▶ **Text segment**:
-- BEGIN --
The purpose of this study is to predict the oilfield production at an ultra-high water cut stage by using LSTM based on the historical oilfield production data. First, the theoretical basis of LSTM and the network structure are introduced. Secondly, the application effect of LSTM in the production prediction is analyzed, and the predicted production is compared with the predicted production by the traditional waterflooding characteristic curves and FCNN model.

1. Principles and methodology

1.1. Long short-term memory neural network

Unlike regression prediction, time series prediction has a complicated sequence dependence in time. FCNN cannot predict the result in the current time based on the prediction of the previous time and cannot analyze the correlation between successive data points in the sequence. The structure of the RNN enables the information in the previous steps to be saved to affect the calculation of the subsequent steps. However, if the distance between the location of previous relevant information and the current step is very far, the memory module in the model (single tanh layer or sigmoid layer) cannot effectively store historical information for a long time, and is prone to problems such as gradient disappearance or gradient explosion with the continuous feeding of data[39]. LSTM is a special RNN, which has a memory module modified from that of the traditional RNN. By improving the design of the gate structure and the state of memory unit, LSTM can effectively update and transfer the long-distance useful information in the time series and store the long distance information in the hidden layer. The recurrent network of hidden layer in LSTM includes a forget gate, an input gate, an output gate and one tanh layer. The processor cell selectively saves the useful information from the previous steps through the entire LSTM. The gates in the interaction layer can add, delete and update the information in the processor cell according to the hidden state of the previous step and the input of the current step, and the updated processor state and hidden state are passed down[27]. The LSTM model supports end-to-end forecasting, and can realize prediction of single indicator with single-factor or multiple factors, and prediction of multiple indicators with multiple factors.
-- END --
Repeat the LSTM oilfield text word for word, from start to finish. Work only from the LSTM oilfield text.

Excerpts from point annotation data
-- BEGIN --
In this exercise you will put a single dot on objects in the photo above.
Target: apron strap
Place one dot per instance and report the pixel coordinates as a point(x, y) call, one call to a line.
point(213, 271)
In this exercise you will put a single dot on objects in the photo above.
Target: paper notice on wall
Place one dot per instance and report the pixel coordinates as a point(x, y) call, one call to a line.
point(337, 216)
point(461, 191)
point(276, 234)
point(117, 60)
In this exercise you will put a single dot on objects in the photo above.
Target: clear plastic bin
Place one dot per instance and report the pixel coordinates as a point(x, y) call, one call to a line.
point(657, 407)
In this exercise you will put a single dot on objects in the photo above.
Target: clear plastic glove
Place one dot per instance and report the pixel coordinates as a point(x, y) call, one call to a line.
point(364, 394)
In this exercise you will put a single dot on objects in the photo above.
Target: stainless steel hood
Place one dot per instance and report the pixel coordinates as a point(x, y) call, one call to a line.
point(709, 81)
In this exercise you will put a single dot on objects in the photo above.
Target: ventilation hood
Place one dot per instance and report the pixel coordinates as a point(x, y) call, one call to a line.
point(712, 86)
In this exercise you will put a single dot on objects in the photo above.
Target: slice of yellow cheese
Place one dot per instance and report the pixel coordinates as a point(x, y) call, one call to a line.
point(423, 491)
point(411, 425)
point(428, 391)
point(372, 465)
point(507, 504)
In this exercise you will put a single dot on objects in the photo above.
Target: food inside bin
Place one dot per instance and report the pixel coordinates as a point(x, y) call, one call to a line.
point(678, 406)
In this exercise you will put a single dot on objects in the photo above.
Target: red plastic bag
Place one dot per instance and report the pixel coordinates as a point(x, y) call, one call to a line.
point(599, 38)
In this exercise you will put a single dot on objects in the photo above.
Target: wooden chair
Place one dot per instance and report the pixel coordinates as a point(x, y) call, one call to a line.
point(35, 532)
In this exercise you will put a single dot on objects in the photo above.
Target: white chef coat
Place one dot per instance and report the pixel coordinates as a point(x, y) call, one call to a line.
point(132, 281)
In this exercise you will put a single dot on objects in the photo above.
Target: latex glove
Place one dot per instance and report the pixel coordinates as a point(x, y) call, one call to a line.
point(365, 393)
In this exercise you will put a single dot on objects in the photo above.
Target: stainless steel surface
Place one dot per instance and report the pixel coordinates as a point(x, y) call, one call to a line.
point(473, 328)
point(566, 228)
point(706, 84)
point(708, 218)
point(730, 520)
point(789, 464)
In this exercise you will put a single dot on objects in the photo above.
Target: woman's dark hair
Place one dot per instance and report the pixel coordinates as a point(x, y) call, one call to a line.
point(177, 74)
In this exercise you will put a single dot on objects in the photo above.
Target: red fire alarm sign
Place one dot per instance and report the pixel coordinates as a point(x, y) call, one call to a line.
-- END --
▶ **Full solution**:
The purpose of this study is to predict the oilfield production at an ultra-high water cut stage by using LSTM based on the historical oilfield production data. First, the theoretical basis of LSTM and the network structure are introduced. Secondly, the application effect of LSTM in the production prediction is analyzed, and the predicted production is compared with the predicted production by the traditional waterflooding characteristic curves and FCNN model.

1. Principles and methodology

1.1. Long short-term memory neural network

Unlike regression prediction, time series prediction has a complicated sequence dependence in time. FCNN cannot predict the result in the current time based on the prediction of the previous time and cannot analyze the correlation between successive data points in the sequence. The structure of the RNN enables the information in the previous steps to be saved to affect the calculation of the subsequent steps. However, if the distance between the location of previous relevant information and the current step is very far, the memory module in the model (single tanh layer or sigmoid layer) cannot effectively store historical information for a long time, and is prone to problems such as gradient disappearance or gradient explosion with the continuous feeding of data[39]. LSTM is a special RNN, which has a memory module modified from that of the traditional RNN. By improving the design of the gate structure and the state of memory unit, LSTM can effectively update and transfer the long-distance useful information in the time series and store the long distance information in the hidden layer. The recurrent network of hidden layer in LSTM includes a forget gate, an input gate, an output gate and one tanh layer. The processor cell selectively saves the useful information from the previous steps through the entire LSTM. The gates in the interaction layer can add, delete and update the information in the processor cell according to the hidden state of the previous step and the input of the current step, and the updated processor state and hidden state are passed down[27]. The LSTM model supports end-to-end forecasting, and can realize prediction of single indicator with single-factor or multiple factors, and prediction of multiple indicators with multiple factors.